Write out, word for word and with no pictures, each line below from the one containing "x=406, y=291" through the one containing "x=501, y=119", both included, and no other line.

**RECORDS FOR PROCESSING:**
• • •

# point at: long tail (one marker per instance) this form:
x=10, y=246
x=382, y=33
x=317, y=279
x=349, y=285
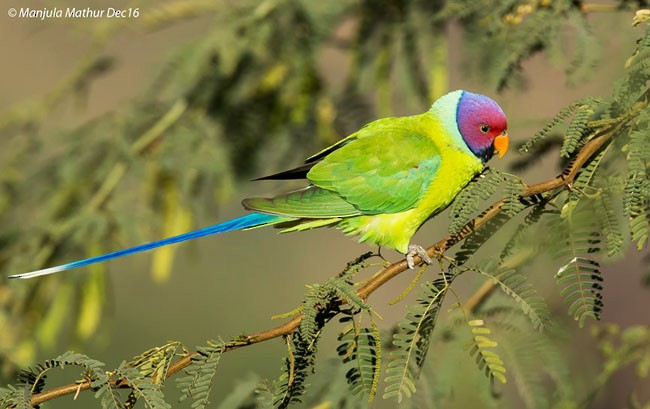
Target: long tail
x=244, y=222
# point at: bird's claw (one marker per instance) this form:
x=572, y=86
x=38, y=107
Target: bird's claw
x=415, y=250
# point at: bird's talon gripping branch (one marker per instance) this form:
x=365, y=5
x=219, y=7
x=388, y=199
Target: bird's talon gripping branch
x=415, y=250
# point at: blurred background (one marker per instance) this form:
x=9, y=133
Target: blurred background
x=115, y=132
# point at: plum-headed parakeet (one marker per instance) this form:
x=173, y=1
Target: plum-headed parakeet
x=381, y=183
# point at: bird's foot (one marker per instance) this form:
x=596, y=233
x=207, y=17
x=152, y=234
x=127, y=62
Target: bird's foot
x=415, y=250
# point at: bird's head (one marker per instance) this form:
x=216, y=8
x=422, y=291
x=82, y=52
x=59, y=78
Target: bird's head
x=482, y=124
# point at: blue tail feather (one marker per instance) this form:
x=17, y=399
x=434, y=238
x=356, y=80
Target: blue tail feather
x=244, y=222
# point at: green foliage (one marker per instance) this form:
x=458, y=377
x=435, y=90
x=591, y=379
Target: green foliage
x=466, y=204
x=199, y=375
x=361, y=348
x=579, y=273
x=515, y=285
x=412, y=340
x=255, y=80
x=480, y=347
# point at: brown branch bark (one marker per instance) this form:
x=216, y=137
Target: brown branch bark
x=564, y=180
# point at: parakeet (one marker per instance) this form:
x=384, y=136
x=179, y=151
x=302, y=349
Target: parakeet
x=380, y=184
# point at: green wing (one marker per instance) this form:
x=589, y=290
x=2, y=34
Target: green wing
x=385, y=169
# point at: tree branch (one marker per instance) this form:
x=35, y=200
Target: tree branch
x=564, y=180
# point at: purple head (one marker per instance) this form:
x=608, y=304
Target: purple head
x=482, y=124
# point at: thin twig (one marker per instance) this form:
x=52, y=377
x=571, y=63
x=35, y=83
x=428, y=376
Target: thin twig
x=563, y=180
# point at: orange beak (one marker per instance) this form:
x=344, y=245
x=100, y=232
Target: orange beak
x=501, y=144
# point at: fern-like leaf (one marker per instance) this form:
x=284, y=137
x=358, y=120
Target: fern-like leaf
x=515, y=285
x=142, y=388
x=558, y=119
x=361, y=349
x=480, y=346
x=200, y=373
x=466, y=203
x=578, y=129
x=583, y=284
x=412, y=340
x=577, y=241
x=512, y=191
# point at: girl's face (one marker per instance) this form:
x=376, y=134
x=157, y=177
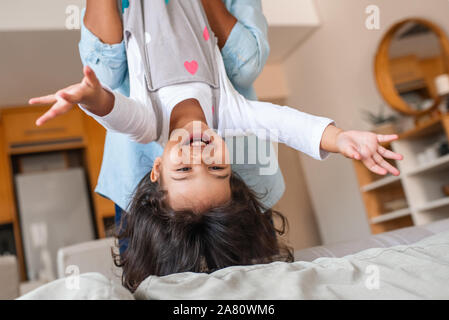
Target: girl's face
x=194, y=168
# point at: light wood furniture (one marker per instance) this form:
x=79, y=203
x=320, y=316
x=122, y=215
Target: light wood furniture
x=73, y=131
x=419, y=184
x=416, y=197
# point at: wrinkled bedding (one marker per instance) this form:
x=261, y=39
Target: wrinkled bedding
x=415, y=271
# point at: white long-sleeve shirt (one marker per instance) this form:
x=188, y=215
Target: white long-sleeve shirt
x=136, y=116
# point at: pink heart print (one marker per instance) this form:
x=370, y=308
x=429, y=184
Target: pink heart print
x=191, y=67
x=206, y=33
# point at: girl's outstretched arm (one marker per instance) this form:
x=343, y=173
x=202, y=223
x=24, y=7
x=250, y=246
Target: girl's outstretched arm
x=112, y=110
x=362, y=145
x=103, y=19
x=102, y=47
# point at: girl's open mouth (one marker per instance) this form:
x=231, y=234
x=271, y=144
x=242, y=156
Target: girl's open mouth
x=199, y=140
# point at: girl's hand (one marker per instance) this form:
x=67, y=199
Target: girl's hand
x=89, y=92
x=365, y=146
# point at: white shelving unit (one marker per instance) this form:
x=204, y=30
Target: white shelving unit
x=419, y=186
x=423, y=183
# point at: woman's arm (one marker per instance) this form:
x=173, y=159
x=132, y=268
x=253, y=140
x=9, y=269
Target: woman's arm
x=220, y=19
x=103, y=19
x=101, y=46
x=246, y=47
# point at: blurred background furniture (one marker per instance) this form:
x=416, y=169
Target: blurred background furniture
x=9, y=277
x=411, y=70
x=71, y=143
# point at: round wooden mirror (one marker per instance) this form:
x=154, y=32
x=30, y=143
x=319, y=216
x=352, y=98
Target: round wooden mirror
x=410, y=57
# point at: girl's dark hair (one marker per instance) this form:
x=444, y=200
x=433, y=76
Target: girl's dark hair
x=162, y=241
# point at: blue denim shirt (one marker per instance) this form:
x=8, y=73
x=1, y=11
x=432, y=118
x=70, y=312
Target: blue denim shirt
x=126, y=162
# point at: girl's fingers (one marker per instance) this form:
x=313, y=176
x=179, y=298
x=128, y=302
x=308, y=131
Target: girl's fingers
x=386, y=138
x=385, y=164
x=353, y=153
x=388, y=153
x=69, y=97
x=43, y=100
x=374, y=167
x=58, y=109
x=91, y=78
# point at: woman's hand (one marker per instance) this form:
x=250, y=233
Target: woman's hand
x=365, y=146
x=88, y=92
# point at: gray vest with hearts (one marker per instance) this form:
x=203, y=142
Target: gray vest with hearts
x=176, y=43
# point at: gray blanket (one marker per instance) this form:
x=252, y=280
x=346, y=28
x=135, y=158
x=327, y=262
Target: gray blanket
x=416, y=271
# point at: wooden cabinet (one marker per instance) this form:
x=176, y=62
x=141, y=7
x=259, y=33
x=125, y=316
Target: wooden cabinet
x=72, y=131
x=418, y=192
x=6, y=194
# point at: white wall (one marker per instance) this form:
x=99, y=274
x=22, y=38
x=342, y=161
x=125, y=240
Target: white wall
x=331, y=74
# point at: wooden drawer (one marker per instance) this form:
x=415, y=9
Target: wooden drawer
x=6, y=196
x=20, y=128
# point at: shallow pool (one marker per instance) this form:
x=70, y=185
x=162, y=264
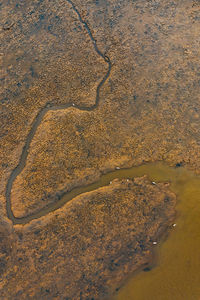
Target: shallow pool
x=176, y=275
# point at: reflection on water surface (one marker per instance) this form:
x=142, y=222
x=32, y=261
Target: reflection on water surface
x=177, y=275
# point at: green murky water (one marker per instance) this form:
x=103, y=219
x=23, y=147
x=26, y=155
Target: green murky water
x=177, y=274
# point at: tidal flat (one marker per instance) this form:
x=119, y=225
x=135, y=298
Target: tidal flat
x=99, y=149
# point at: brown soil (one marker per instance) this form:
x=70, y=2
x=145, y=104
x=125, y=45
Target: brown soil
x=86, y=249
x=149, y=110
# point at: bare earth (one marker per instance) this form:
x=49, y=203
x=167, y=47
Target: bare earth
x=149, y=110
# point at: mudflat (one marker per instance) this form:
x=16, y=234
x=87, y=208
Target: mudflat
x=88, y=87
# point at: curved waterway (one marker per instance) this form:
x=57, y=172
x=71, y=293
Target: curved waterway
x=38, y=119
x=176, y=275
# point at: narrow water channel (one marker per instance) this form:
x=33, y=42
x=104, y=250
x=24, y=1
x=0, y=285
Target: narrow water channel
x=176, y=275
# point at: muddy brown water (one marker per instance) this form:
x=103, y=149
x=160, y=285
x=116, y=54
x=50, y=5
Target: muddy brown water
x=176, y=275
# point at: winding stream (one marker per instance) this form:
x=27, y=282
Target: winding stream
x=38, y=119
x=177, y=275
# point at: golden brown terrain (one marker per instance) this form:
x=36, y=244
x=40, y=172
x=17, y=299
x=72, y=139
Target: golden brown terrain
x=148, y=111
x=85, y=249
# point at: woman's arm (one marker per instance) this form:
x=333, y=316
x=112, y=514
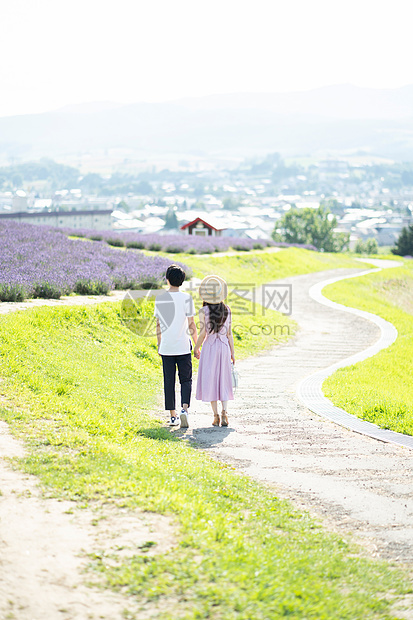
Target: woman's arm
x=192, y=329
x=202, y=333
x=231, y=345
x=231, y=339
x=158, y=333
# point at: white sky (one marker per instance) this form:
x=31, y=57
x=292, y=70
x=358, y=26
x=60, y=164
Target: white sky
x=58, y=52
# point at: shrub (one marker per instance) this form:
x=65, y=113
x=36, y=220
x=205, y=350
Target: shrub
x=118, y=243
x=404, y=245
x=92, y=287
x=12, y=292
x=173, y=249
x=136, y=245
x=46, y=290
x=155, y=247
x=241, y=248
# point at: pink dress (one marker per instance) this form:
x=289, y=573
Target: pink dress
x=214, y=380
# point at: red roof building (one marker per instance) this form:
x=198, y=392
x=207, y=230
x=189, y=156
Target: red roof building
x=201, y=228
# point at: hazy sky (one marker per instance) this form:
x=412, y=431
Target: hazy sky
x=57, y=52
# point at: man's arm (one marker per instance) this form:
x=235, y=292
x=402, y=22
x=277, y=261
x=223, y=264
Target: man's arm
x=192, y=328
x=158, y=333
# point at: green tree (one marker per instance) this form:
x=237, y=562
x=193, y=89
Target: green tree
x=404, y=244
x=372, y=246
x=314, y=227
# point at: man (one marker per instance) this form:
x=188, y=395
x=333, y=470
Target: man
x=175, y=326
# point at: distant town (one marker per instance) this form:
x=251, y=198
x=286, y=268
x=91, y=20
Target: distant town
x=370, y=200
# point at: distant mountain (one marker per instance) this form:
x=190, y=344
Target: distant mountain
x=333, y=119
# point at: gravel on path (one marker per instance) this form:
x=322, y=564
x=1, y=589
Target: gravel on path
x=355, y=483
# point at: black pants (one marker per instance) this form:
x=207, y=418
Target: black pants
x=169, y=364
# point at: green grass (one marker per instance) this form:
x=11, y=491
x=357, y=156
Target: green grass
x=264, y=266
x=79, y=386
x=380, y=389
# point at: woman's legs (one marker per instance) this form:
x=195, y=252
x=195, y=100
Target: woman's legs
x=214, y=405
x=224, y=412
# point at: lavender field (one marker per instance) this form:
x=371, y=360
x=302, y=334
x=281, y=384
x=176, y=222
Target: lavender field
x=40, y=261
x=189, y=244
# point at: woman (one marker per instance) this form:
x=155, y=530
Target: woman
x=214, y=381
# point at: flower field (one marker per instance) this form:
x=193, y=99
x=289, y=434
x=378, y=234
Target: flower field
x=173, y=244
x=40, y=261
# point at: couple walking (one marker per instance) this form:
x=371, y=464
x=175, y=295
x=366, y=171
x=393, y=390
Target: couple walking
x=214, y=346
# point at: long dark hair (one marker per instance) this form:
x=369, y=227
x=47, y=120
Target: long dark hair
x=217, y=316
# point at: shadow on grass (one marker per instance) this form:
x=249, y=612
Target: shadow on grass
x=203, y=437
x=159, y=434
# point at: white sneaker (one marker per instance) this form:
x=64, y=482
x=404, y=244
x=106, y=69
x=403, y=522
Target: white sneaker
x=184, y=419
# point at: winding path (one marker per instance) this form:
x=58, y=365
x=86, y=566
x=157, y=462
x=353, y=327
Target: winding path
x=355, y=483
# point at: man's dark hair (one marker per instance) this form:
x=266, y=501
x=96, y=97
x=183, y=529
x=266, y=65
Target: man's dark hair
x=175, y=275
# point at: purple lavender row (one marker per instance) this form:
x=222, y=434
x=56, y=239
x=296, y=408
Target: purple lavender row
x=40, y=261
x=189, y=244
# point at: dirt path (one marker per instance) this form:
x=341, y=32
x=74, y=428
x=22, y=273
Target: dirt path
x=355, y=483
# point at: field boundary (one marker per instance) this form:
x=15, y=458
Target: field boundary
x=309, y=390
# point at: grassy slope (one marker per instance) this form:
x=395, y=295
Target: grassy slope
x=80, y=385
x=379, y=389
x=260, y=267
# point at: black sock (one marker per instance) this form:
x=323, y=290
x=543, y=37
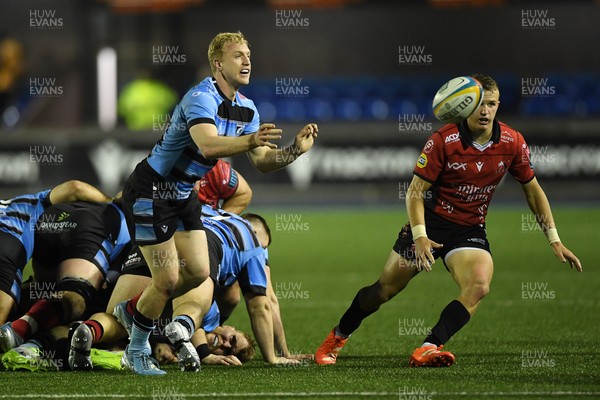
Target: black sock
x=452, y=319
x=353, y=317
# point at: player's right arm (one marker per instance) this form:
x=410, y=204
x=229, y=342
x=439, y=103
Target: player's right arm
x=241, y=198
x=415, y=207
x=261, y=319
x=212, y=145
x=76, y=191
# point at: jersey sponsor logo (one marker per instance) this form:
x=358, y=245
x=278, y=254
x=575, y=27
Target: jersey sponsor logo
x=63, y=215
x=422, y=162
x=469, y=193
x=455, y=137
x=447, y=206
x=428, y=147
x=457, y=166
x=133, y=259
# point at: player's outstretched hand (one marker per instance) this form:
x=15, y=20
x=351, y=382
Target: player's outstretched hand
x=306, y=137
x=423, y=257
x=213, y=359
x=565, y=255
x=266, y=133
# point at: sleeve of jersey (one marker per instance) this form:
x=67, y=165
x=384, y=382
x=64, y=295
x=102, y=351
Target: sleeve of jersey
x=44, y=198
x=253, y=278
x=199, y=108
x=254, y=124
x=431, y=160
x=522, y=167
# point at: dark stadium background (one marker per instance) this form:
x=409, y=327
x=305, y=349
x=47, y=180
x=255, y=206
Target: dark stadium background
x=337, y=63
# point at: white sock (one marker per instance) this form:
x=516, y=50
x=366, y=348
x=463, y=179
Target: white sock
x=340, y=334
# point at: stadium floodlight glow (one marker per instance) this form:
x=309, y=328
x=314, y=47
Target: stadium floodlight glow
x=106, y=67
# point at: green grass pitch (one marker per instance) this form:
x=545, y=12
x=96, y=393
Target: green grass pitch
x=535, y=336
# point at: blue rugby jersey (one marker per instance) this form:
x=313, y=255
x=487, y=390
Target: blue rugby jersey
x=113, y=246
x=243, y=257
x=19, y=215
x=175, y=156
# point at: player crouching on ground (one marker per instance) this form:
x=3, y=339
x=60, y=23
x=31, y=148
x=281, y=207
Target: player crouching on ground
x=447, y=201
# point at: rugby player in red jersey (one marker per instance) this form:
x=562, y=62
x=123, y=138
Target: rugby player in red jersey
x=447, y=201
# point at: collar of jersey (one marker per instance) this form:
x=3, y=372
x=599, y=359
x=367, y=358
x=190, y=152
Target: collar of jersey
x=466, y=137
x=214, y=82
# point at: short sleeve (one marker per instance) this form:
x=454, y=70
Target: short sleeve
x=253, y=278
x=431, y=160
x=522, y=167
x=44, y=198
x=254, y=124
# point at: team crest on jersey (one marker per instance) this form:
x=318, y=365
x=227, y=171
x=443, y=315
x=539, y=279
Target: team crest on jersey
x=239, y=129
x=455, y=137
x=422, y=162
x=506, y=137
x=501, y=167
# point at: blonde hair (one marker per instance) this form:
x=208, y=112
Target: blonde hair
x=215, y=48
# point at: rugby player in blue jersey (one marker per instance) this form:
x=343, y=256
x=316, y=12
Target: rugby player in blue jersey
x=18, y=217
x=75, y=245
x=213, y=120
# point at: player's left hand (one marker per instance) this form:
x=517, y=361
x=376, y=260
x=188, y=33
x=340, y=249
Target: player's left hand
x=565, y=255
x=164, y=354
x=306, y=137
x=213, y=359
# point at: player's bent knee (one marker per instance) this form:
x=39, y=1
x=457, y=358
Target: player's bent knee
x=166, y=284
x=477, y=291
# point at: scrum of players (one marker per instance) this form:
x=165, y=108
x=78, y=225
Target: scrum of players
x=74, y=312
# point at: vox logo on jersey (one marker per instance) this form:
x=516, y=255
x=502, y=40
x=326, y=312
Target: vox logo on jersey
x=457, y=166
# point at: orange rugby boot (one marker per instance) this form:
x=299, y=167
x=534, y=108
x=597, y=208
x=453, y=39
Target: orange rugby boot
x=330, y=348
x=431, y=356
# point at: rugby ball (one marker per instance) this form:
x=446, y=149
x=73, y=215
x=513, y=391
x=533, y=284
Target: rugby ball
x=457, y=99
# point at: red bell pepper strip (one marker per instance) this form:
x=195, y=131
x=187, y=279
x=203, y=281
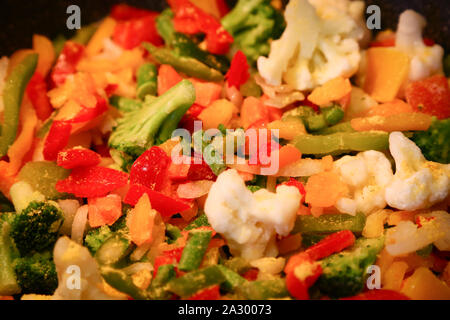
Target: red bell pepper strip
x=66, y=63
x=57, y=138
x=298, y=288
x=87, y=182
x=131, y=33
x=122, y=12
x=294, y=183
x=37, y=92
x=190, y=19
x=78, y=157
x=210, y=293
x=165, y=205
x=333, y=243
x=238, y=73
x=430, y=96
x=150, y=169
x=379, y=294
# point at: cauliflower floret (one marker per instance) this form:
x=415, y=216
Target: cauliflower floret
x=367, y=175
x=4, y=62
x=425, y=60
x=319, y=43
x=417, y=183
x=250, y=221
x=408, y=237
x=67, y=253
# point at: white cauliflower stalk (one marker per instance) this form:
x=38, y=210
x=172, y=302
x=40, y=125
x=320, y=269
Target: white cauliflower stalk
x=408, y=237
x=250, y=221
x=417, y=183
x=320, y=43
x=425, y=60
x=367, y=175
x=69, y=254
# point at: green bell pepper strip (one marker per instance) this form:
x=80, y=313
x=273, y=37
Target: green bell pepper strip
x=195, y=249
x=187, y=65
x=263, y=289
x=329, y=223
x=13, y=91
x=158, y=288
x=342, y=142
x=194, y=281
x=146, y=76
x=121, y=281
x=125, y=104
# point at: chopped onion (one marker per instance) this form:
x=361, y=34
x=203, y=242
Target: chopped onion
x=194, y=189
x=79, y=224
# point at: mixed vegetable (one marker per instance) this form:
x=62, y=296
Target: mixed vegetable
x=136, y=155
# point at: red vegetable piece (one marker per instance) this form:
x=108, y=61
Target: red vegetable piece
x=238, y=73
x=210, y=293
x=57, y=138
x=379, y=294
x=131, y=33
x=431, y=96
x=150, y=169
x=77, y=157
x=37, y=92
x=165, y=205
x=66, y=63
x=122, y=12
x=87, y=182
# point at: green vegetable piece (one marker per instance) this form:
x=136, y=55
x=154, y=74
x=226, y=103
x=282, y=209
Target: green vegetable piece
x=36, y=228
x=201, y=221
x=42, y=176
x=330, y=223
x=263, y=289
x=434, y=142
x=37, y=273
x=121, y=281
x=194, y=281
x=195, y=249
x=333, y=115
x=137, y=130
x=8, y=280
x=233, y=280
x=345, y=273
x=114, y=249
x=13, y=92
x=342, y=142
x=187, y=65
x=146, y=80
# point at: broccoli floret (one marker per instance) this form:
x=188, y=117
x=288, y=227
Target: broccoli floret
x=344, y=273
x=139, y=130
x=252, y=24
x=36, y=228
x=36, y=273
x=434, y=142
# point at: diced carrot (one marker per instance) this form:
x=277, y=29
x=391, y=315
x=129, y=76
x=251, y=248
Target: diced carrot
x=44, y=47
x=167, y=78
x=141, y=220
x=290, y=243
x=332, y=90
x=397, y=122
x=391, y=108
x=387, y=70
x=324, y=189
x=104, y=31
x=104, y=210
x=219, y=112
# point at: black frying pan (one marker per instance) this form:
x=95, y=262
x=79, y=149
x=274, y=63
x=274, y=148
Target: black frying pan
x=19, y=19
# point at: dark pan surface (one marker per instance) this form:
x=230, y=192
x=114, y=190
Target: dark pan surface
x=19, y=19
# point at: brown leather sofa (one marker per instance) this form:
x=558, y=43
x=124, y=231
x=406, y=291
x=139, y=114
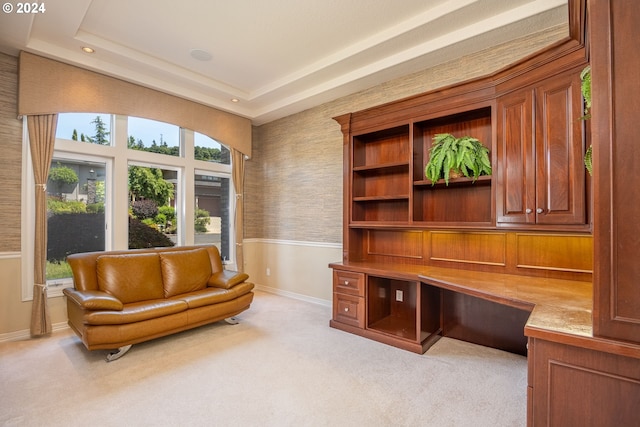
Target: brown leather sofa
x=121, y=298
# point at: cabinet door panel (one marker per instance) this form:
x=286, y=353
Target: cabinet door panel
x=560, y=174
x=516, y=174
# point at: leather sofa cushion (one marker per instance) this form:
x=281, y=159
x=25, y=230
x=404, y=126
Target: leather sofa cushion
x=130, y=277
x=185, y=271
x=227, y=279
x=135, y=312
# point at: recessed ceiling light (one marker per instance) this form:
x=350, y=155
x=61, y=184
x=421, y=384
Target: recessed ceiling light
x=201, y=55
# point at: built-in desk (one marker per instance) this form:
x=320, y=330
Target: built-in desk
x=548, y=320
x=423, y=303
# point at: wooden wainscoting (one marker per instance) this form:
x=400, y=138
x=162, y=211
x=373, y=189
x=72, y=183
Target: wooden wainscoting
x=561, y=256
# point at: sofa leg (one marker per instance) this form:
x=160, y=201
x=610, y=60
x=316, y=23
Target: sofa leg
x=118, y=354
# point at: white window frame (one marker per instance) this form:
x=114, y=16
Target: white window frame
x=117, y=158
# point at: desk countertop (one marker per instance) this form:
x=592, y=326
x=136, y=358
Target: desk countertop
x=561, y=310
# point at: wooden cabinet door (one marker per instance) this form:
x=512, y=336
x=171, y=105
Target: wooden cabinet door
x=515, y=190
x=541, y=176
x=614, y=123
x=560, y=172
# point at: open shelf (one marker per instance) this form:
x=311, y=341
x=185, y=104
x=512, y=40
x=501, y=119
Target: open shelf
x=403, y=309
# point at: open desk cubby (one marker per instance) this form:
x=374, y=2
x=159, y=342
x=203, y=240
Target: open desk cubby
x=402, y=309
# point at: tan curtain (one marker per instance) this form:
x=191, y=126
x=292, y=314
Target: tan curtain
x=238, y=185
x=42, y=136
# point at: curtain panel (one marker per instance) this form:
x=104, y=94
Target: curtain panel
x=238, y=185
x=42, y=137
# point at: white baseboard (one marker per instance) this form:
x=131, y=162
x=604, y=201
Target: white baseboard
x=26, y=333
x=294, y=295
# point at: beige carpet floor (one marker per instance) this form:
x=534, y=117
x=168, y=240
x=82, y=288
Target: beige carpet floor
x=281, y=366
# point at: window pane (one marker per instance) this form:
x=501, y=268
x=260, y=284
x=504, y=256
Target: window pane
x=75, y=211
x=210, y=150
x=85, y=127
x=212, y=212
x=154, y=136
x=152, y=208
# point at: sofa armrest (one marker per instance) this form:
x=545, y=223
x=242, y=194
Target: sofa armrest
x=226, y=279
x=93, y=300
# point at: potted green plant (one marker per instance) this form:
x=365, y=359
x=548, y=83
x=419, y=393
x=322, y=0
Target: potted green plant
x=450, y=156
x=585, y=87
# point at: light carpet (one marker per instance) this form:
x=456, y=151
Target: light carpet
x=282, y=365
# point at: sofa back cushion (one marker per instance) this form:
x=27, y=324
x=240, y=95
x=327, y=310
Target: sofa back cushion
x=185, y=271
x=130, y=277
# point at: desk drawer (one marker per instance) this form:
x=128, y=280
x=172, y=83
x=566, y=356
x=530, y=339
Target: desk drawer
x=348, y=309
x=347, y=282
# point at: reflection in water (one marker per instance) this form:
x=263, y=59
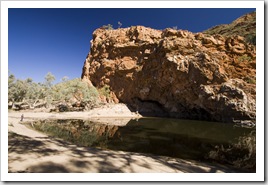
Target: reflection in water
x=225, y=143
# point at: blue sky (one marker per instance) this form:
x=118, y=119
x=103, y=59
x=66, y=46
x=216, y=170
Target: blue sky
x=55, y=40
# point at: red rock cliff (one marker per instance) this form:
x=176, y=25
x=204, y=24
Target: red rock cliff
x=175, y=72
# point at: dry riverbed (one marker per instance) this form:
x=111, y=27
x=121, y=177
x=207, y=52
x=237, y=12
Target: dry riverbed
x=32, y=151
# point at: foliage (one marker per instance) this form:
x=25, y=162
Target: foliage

• • •

**ANSWER TO THE PROBLEM:**
x=406, y=291
x=139, y=114
Target: brown leather sofa
x=121, y=298
# point at: cabinet door panel (one marker per instance) this form:
x=286, y=353
Target: cabinet door panel
x=560, y=174
x=516, y=174
# point at: leather sofa cushion (one marker per instance) this form:
x=281, y=159
x=25, y=230
x=404, y=126
Target: leather sofa cushion
x=130, y=277
x=185, y=271
x=227, y=279
x=135, y=312
# point at: recessed ceiling light (one marker per instance) this form:
x=350, y=155
x=61, y=184
x=421, y=384
Target: recessed ceiling light
x=201, y=55
# point at: built-in desk (one marker per instance) this form:
x=320, y=330
Target: built-in desk
x=548, y=320
x=423, y=303
# point at: wooden wainscoting (one marker per instance) this form:
x=400, y=138
x=162, y=211
x=373, y=189
x=72, y=183
Target: wooden wainscoting
x=561, y=256
# point at: sofa leg (one marker per instance) this form:
x=160, y=201
x=610, y=60
x=316, y=23
Target: sofa leg
x=118, y=354
# point at: white window frame (one marker per instance) this form:
x=114, y=16
Target: white window frame
x=117, y=158
# point at: desk countertop (one marker per instance) this form:
x=592, y=326
x=136, y=358
Target: desk countertop
x=561, y=310
# point at: wooden cabinet door (one marker per instance) this form:
x=512, y=336
x=171, y=105
Target: wooden cabinet door
x=515, y=190
x=541, y=176
x=614, y=123
x=560, y=172
# point at: open shelf (one marker per instance) this form:
x=311, y=341
x=185, y=104
x=512, y=40
x=501, y=119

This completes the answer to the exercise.